> **EXERCISE PROMPT**: How many lines in the rows below contain the string "target"? Reply with the number alone.

Rows from a segmentation dataset:

============================================================

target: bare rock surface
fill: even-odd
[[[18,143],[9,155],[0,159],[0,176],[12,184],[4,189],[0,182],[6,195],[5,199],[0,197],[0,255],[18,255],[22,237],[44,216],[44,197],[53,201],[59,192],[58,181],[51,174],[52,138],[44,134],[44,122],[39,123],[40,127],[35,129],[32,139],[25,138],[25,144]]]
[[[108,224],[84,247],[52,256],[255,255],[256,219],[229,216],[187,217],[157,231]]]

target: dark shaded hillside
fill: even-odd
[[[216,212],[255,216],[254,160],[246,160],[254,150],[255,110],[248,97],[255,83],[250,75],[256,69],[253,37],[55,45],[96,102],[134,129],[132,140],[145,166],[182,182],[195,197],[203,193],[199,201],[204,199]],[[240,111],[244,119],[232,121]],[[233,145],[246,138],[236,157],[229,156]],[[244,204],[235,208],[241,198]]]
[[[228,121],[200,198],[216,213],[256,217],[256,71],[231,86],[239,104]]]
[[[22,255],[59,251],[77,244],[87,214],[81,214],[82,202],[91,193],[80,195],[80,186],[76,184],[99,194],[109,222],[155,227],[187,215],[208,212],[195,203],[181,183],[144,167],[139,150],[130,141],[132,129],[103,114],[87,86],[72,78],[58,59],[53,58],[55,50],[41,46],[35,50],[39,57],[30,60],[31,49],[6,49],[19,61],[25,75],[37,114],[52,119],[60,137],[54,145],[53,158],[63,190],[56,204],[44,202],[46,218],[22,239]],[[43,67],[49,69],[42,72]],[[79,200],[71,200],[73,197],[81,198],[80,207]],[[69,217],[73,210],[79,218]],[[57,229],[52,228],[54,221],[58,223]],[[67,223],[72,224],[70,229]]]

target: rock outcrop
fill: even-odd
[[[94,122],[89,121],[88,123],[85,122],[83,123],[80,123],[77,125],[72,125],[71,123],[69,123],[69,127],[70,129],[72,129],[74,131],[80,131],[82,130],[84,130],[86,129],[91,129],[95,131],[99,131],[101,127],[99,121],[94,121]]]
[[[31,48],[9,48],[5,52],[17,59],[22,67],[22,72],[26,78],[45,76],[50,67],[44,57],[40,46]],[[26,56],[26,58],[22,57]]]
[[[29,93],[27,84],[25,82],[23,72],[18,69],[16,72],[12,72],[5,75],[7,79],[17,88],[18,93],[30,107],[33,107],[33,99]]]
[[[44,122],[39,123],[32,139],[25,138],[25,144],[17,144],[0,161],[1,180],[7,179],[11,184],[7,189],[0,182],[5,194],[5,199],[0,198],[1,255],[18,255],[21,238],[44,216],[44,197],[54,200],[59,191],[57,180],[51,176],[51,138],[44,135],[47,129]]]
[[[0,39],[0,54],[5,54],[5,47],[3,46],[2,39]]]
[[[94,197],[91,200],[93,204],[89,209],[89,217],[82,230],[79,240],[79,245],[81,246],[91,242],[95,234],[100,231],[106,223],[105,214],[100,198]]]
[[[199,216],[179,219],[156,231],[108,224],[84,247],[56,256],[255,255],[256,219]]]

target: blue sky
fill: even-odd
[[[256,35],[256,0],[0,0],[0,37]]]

============================================================

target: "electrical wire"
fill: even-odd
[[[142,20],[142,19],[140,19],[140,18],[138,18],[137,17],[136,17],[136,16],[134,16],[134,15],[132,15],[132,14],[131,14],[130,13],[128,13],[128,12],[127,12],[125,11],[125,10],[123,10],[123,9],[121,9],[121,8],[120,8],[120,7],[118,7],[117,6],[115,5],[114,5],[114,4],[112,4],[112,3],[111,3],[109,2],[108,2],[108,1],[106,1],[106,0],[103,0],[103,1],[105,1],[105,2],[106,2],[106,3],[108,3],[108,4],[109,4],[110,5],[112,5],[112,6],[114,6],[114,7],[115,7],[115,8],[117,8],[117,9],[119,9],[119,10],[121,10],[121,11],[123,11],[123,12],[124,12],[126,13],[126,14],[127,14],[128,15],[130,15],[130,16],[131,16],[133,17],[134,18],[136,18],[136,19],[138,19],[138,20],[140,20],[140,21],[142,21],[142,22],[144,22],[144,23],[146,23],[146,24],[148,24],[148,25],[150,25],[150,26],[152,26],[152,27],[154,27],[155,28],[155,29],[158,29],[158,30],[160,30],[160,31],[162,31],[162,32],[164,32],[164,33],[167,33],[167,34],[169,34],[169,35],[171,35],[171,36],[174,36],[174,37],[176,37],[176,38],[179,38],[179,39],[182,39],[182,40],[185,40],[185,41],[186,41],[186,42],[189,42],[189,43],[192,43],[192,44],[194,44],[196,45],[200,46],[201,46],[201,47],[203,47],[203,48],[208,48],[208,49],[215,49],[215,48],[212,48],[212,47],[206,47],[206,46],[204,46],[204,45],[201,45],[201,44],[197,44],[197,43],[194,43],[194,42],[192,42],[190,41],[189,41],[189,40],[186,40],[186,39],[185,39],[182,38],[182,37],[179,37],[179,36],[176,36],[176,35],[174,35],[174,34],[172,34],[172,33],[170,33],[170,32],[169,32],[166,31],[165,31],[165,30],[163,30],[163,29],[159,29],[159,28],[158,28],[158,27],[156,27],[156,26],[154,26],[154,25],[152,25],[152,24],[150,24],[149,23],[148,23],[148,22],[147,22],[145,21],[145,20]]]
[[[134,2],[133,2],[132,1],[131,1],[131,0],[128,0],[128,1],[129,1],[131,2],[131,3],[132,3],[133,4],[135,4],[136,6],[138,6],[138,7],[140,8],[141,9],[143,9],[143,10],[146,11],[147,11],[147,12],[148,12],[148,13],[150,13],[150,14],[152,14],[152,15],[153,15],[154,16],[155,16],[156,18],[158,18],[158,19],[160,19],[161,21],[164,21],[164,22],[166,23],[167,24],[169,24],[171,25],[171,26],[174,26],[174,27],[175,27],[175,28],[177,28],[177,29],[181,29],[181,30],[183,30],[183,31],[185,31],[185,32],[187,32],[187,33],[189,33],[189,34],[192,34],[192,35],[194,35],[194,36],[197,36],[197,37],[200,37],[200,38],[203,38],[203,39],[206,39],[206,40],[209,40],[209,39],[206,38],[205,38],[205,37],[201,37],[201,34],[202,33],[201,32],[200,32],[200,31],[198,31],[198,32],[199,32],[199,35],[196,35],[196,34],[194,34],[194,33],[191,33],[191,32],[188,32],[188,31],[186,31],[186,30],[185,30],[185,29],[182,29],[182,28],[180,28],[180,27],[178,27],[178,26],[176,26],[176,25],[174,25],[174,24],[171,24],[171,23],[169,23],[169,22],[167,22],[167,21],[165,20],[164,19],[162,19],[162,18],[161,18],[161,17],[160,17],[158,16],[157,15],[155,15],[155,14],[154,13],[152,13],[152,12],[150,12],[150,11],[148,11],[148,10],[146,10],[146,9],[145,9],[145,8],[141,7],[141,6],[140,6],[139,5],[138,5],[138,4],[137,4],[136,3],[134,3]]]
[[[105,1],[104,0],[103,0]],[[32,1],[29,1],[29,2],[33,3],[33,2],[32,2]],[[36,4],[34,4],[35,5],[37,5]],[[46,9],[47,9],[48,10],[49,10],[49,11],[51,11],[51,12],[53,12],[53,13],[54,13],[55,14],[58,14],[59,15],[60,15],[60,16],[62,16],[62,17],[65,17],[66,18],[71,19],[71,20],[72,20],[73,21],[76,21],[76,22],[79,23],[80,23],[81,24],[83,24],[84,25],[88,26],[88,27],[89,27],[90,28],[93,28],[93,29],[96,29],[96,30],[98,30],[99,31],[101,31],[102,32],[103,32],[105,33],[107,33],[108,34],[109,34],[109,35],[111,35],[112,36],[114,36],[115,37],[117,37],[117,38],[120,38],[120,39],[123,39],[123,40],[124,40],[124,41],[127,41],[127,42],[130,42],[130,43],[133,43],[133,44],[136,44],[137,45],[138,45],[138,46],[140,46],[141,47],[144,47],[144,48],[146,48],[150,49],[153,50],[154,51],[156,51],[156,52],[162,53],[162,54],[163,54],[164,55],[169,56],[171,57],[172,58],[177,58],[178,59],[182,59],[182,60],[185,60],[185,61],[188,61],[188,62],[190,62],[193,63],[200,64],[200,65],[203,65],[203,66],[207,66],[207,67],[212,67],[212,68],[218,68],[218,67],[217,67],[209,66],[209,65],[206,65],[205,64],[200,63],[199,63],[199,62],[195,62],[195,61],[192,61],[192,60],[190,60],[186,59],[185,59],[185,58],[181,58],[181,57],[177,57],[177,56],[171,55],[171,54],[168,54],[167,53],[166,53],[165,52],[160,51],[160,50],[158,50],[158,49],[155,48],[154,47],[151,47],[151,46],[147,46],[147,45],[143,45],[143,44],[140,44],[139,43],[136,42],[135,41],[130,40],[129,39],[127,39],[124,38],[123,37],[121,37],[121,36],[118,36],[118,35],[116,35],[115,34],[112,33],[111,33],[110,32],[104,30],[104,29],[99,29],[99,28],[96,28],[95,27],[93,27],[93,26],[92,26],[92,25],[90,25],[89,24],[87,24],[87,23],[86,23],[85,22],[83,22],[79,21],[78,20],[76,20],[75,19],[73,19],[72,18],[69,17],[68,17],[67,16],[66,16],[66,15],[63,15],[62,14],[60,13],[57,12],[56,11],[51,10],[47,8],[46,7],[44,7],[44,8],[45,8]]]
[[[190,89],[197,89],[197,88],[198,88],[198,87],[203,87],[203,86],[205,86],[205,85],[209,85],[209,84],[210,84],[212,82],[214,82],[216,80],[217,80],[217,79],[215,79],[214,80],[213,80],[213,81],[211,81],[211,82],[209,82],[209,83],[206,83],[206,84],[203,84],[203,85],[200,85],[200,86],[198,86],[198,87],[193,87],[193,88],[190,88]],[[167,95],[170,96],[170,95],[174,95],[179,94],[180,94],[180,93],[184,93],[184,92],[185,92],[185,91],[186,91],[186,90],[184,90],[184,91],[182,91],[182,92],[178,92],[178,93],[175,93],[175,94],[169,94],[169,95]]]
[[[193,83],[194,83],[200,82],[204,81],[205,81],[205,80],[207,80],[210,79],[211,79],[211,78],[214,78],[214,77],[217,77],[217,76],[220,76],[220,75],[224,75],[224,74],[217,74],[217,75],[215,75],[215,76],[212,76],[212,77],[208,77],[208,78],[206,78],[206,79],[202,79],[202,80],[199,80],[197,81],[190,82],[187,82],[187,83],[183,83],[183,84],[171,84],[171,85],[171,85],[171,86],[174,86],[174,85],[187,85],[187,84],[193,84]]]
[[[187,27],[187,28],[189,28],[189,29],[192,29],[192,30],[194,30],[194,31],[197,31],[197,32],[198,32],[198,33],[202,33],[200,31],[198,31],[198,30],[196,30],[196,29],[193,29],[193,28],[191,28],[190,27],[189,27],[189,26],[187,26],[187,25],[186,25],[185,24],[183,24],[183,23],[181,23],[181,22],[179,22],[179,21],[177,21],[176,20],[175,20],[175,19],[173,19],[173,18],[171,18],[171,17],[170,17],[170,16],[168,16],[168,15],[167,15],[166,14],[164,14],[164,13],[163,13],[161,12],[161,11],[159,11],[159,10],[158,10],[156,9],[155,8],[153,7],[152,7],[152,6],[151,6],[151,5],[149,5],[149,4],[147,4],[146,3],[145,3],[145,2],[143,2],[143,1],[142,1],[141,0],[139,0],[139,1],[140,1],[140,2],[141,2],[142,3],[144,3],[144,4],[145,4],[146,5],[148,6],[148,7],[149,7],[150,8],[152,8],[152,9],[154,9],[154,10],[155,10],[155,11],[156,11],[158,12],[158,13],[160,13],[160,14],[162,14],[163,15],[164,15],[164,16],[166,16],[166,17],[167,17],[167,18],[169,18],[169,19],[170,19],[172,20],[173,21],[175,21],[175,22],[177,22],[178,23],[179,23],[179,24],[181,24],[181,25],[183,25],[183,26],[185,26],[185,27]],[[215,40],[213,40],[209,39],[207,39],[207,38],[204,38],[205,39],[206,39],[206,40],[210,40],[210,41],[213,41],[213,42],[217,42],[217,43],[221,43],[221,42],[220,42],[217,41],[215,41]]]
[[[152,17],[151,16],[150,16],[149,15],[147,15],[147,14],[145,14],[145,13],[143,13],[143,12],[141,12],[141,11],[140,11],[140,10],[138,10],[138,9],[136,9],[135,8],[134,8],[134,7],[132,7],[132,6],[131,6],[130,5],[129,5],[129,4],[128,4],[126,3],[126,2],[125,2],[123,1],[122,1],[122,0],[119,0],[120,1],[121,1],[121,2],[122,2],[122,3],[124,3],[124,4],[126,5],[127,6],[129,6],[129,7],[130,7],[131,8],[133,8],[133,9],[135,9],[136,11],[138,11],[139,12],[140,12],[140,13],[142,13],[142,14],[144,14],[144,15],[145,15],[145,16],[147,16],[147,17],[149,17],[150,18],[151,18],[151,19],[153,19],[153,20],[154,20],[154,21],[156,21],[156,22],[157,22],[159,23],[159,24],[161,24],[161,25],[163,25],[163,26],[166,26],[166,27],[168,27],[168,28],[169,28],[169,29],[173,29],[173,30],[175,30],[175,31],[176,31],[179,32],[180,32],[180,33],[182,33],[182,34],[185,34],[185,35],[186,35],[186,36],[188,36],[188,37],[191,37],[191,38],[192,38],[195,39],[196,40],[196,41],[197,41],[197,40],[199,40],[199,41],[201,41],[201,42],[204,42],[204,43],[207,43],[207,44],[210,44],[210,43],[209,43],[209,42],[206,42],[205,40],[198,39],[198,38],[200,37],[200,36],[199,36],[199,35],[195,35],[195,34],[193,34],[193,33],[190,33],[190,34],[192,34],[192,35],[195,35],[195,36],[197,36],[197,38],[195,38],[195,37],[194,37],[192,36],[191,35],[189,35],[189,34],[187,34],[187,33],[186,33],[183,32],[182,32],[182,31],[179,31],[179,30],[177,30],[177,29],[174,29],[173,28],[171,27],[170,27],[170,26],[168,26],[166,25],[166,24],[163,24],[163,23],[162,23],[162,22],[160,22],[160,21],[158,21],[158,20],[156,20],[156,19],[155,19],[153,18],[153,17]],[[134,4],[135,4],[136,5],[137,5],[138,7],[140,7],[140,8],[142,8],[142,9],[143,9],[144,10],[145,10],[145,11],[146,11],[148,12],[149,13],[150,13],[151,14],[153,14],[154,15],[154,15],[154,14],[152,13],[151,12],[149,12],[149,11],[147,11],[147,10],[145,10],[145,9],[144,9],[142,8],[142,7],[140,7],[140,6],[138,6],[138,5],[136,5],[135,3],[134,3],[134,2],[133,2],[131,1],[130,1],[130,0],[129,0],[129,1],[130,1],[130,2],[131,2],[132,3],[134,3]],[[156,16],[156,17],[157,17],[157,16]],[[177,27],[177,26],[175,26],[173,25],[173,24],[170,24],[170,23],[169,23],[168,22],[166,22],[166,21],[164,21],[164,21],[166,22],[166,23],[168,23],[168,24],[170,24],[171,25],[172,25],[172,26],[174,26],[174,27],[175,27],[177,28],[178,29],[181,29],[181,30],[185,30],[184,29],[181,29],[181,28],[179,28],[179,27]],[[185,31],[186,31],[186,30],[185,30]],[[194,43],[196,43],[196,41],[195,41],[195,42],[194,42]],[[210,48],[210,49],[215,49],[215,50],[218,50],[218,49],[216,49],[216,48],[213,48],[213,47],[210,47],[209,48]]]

============================================================

> **FINAL ANSWER**: 5